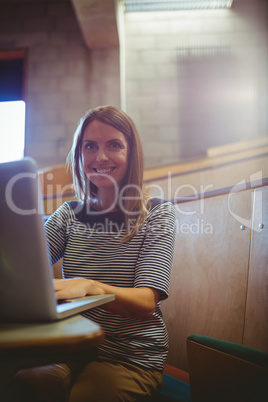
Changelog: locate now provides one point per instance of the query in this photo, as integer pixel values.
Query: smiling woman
(113, 240)
(104, 159)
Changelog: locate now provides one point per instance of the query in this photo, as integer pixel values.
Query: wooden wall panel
(210, 270)
(256, 322)
(203, 180)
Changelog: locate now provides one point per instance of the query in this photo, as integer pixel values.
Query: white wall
(197, 79)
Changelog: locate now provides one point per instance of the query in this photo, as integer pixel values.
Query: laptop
(26, 279)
:::
Reproduce all the rows with "Changelog" renamed to "Release note" throughout and everything else left unchanged. Omit the picture.

> [THE RESULT]
Release note: locate now provides one point per instance of the query in this photo, as integer pixel values.
Query: smiling woman
(113, 240)
(104, 159)
Release note: locate now provides one point per instance of the query in this photo, as integer pixel values.
Query: wooden wall panel
(210, 270)
(256, 322)
(203, 180)
Release note: locate now provides one point per instance of the query in this photo, as integer pixel values.
Query: white wall
(197, 79)
Release note: locate now provides one point per instance of the query in this photo, as integer pixel values.
Query: laptop
(26, 279)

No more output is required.